What you will do
A: In the post about the chiropractic school at FSU, about how many FSU faculty members signed the petition opposing the school?
B: Say whether each statement agrees with the post about the chiropractic school at FSU, answering yes or no and quoting the deciding words: (i) The Florida legislature agreed to spend $9 million to start the project. (ii) Most people with acute backache get better within one week. (iii) At least nine assistant professors said they will resign if the school opens.
C: Please resume the post about the chiropractic school at FSU after its final sentence.

Selected passage

You may be used to seeing the Florida State Seminoles raking over opponents on the football field, but now you can watch their professors taking a stand against the metastasis of quackery threatening their institution.
In the past, Florida Universities were poorly regarded nationally, perhaps not without good reason. However, the last twenty years have seen the emergence of powerful, burgeoning, and important academic forces in Tallahassee, Miami, and Gainesville.
So the physicians, professors and teachers at FSU -- reluctant to give back hard-won academic prestige -- have rightfully taken a stand against the pork barrel establishment of -- of all things -- a state-sponsored Chiropractic school at FSU! OMG!
From the Palm Beach Post via blog.bioethics.net:
A petition opposing the school has been signed by about 500 FSU faculty members. At least nine assistant professors have said they will resign if the legislatively prompted, and funded, chiropractic school is allowed to open.
How could such a thing come about? Political PORK. Backscratching, in the most foul backroom political way.
The Back Cracker Suite
The theory that cracking the back could affect health was a teleological assumption by a nineteenth century self educated nonscientist who, lore has it, cured a deaf janitor by cracking his back. This autochthonous chiropractor ( who was using MAGNETS to treat patients before landing on their backs!) "reckoned" that since the spine is important, and nerves come out of the spine, then "adjusting" vertebral bodies could affect health. What are the chances one can come up with a valid medical discipline on the basis of a series of uneducated assumptions? ZERO.
The sound one hears when a joint is "cracked" represents the release of nitrogen, forced by distraction, from the vacuum of a joint space. There is NO proof whatsoever that any chiropractor has ever actually changed the alignment of anyone's spine; moreover, there is no proof whatsoever that even if one COULD "adjust" vertebral alignment, this would result in some salutary benefit.
It CAN hurt you, however, and there are many cases of vertebral artery damage and cerebellar infarction (a stroke) due to neck manipulation.
Why do people report that back cracking makes them feel better? First and foremost, most cases of acute backache are self-limited. Most people get better within one month, and 90% of people get better within three months. Whether the back is cracked or not, the ache goes away. So back crackers get credit for normal healing tendencies.
Second, THE PLACEBO EFFECT is powerful, statistically significant, and seems to be especially potent when surrounded by the pomp and circumstance that many back crackers put into their cracking rituals.
Just The Back Facts Jack!
So why the hell has the Florida legislature agreed to spend $9 million to start this project, with an estimated $35 million more to finish the building and then untold millions to run the school in years to come? It hurts to look at how this bill came about...because it reinforces the stereotypical view of Florida as a state run by backwater Huey Long-type politicians.

Image-grounded pointing data
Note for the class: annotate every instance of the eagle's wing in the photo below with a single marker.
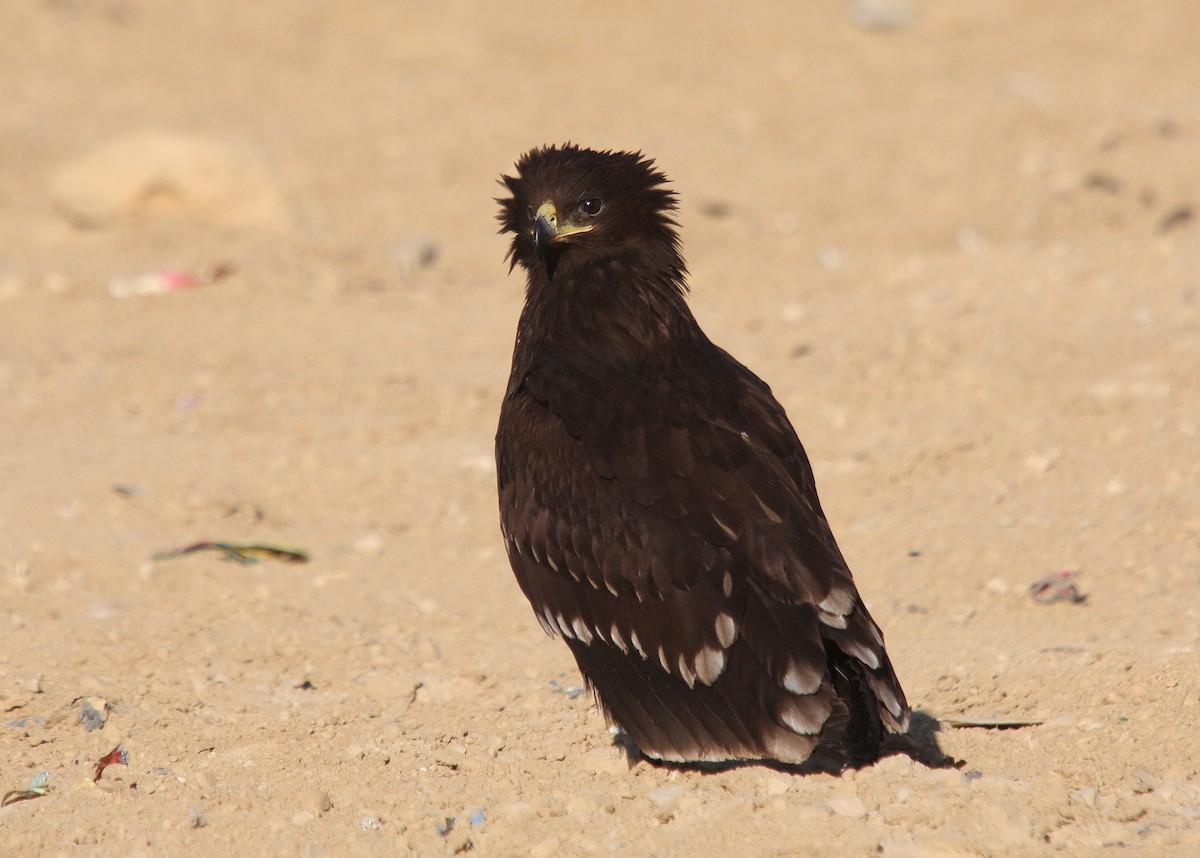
(676, 515)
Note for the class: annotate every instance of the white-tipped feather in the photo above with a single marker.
(637, 643)
(618, 639)
(802, 679)
(709, 665)
(582, 633)
(726, 630)
(685, 672)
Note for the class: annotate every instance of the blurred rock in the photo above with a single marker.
(883, 15)
(150, 175)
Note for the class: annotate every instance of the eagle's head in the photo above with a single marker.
(574, 208)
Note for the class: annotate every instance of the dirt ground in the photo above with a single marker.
(964, 250)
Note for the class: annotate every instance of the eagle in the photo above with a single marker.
(657, 505)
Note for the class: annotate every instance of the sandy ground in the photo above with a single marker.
(964, 252)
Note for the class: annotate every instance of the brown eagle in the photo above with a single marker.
(657, 505)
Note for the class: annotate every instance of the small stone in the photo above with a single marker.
(414, 253)
(316, 802)
(154, 175)
(93, 713)
(666, 799)
(369, 545)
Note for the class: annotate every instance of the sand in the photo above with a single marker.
(251, 291)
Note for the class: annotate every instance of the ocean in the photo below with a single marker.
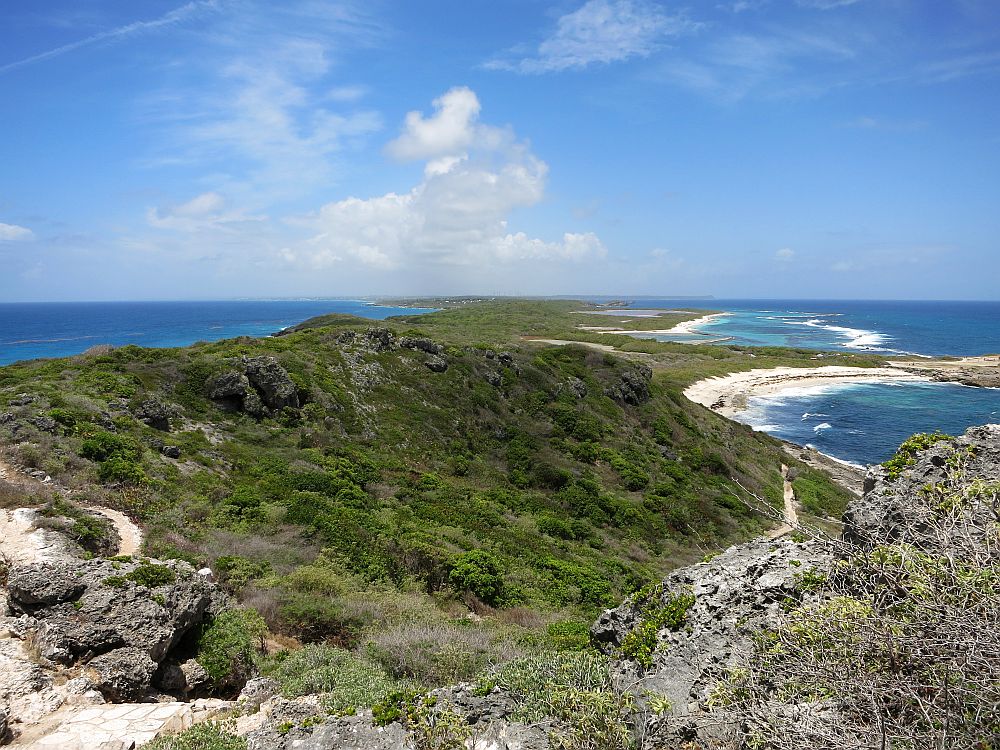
(859, 423)
(887, 327)
(45, 329)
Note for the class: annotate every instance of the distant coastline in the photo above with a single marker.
(729, 395)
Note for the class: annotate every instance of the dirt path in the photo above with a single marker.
(18, 541)
(789, 512)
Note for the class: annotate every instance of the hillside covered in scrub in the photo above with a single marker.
(415, 501)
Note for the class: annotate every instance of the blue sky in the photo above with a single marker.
(749, 148)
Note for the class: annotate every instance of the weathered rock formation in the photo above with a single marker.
(259, 387)
(633, 385)
(119, 619)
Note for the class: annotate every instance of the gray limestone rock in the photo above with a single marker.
(155, 413)
(633, 385)
(421, 344)
(272, 382)
(33, 586)
(436, 364)
(124, 674)
(110, 610)
(379, 339)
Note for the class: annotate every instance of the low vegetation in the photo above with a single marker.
(526, 485)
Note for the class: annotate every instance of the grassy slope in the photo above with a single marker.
(352, 513)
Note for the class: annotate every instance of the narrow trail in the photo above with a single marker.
(17, 540)
(790, 513)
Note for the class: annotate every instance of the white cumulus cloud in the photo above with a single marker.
(11, 232)
(475, 176)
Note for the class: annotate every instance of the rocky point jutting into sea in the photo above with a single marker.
(885, 635)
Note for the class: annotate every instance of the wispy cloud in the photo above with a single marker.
(12, 232)
(779, 63)
(120, 33)
(268, 118)
(868, 122)
(600, 32)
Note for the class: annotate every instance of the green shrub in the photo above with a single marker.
(226, 646)
(103, 445)
(348, 680)
(640, 643)
(236, 572)
(89, 530)
(906, 455)
(120, 470)
(318, 618)
(569, 635)
(478, 572)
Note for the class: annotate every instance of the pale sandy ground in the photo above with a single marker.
(728, 395)
(992, 360)
(16, 526)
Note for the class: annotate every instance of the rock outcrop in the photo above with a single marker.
(155, 413)
(894, 505)
(260, 387)
(632, 386)
(119, 618)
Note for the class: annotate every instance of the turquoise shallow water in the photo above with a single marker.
(865, 423)
(61, 329)
(860, 423)
(889, 327)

Task results
A: About 500.

B:
(i) Yes: "the Florida legislature agreed to spend $9 million to start this project"
(ii) No: "Most people get better within one month"
(iii) Yes: "At least nine assistant professors have said they will resign if the legislatively prompted, and funded, chiropractic school is allowed to open."

C:
As Jann Bellamy, Talahassee lawyer wrote:
If there is a pressing need for more chiropractors (phone book listings suggest otherwise), that fact is not reported in the legislative analysis.
The driving force to get the school built is Senate Majority Leader Dennis Jones, R-Seminole, whose occupation is...Um...chiropractor.
Backing Senator Jones is Senate President Jim King, R-Jacksonville, and Speaker of the House Johnnie Byrd, R-Plant City, each of whom gets a research program named in honor of his parents in the same bill (CS/SB 2002). The legislation to do this badness ran quickly through committees and was brought to a vote within the first week of last year's legislative session. It passed with only one vote against it.
One is tempted to call this legislation pork, or logrolling, but it is more. It's like some kind of personal favor for Dennis Jones specifically designed for his own aggrandizement. Ugh! Tammany Hall politics is about as close a concept as I can find to describe this sort of political foreplay.
Chiropractic Nation
The University administrators at FSU are supporting the plan to establish the chiropractic school. It will be the first such state-sponsored back-cracking institute in the country. This is not the sort of publicity we need in Florida -- a State that worked so hard to lure the Scripps Institute to it's shores. This decreases Florida's legitimacy. It denigrates the scientists and professors who have made this state our home and it propagates -- no institutionalizes-- quackery...is THAT what we want Florida science to be known for?
It's time we stood up to alternative voodoo medical treatments in this country. With health care dollars in severe shortage the last thing we need to do is stamp the Imprimatur of FSU and the State of Florida on a pseudoscience invented on a hunch and unvalidated by scientific evidence.
It's a disgrace.
Dr. Raymond Bellamy, an assistant professor at FSU has scheduled a public forum on the issue on Jan. 13 in Tallahassee — the night before an FSU Board of Trustees is to meet about the issue. We need to throw our support behind him.
Jeb Bush -- get this tripe out of our system! What are you thinking!??